[START PASSAGE SHOWN]

Ucci, Winfield target taxes on car and truck owners
STATE HOUSE – While the state’s excise tax has been a high-profile issue for the General Assembly this year, Rep. Stephen R. Ucci and Rep. Thomas Winfield have introduced bills taking aim at other automobile taxes that they believe are unjust.
“We are happy that we are working to phase out the car tax, and we’d like nothing more than to eliminate it completely. In the meantime, there are several other tax situations that are adversely affecting automobile owners in our state that could be addressed. These are reasonable changes that would make taxes paid by car and truck owners fairer,” said Representative Ucci (D-Dist. 42, Johnston, Cranston).
The first bill (2017-H 5250) requires cities and towns to use the National Automobile Dealers Association (NADA) trade-in value for motor vehicles for purposes of the excise tax. Currently, the state sets the rate.
The NADA value is based on the average of actual retail sales in the region, which the lawmakers say is the fairest indicator of the value of the vehicle. Lawmakers this year could approve separate legislation to phase out the excise tax, but the NADA value should be used by all municipalities during the remaining years of the tax, say Representatives Ucci and Winfield.

[END PASSAGE SHOWN]
[START PROVIDED DATA]

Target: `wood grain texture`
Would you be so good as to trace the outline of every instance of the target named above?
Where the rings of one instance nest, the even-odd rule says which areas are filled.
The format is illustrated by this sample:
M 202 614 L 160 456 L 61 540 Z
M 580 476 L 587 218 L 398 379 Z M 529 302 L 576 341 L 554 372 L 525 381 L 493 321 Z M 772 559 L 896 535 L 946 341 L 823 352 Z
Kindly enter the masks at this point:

[END PROVIDED DATA]

Answer these about the article on automobile taxes above:
1. Which district and communities does Representative Ucci represent?
2. According to the first bill, what value must cities and towns use for motor vehicles for excise tax purposes?
3. What is the NADA value based on?

1. District 42, Johnston and Cranston.
2. The National Automobile Dealers Association (NADA) trade-in value.
3. The average of actual retail sales in the region.